### [Bloc de texte]
++++++++++++++++++++

À chaque fois que les Libanais commencent à sentir (à juste titre ou non) que leur pays est au bord de l’effondrement, une main miraculeuse se tend pour chercher à les aider. Cette fois, la main a été tendue par les Émirats arabes unis (EAU), dans le cadre de la visite du Premier ministre Saad Hariri à Abou Dhabi à la tête d’une importante délégation officielle.
Au départ, il s’agissait pour le chef du gouvernement de participer à un congrès sur les investissements dans le monde arabe organisé dans la capitale des EAU. Mais très vite, le prince héritier et homme fort des EAU a proposé « d’upgrader » (pour utiliser un terme à la mode) la visite pour qu’elle prenne un cachet plus officiel. D’ailleurs, Saad Hariri avait emmené avec lui six ministres de l’actuel gouvernement, en plus du gouverneur de la Banque du Liban et des conseillers et hommes d’affaires. Selon des personnalités qui ont participé à cette visite, la délégation libanaise a été accueillie par les responsables émiratis avec une grande chaleur, qui n’était pas sans rappeler l’atmosphère d’antan, lorsque les relations du Liban avec les pays du Golfe étaient au beau fixe. Toujours selon ces mêmes personnalités, les Libanais ont senti une volonté sincère de la part des Émirats d’aider le Liban dans cette crise économique et financière sans précédent. D’ailleurs, dans la foulée de la visite, les EAU ont levé l’interdiction pour leurs ressortissants de se rendre au Liban, et déjà les vols en provenance d’Abou Dhabi et de Dubaï à destination de Beyrouth ont commencé à afficher complet. En même temps, il a été question d’un dépôt financier émirati à la Banque du Liban pour soutenir l’économie et les finances libanaises. Cette dernière information n’a pas été officiellement confirmée, mais elle a déjà fait son effet, sachant qu’une partie de la situation financière est liée à une question de confiance.

++++++++++++++++++++

### [Enregistrements]
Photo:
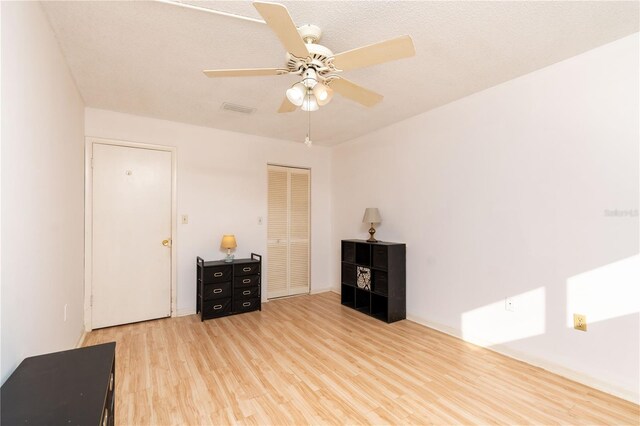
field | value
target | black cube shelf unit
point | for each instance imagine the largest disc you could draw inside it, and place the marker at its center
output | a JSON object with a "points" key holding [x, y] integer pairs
{"points": [[374, 278]]}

++++++++++++++++++++

### [Travail à faire]
• A. Répondez aux questions suivantes sur le texte consacré à la visite de Saad Hariri aux Émirats, une réponse par ligne, avec le même repère que la question.
(i) Combien de ministres de l’actuel gouvernement Saad Hariri avait-il emmenés avec lui ?
(ii) À quel événement le chef du gouvernement devait-il participer au départ ?
(iii) Quelle interdiction les EAU ont-ils levée dans la foulée de la visite ?
• B. Renvoyez chaque ligne des enregistrements qui contient la chaîne « points », en tenant compte de la casse.

### [Réponses ci-dessous]
• A.
(i) Six ministres.
(ii) À un congrès sur les investissements dans le monde arabe organisé dans la capitale des EAU.
(iii) L’interdiction pour leurs ressortissants de se rendre au Liban.

• B.
output | a JSON object with a "points" key holding [x, y] integer pairs
{"points": [[374, 278]]}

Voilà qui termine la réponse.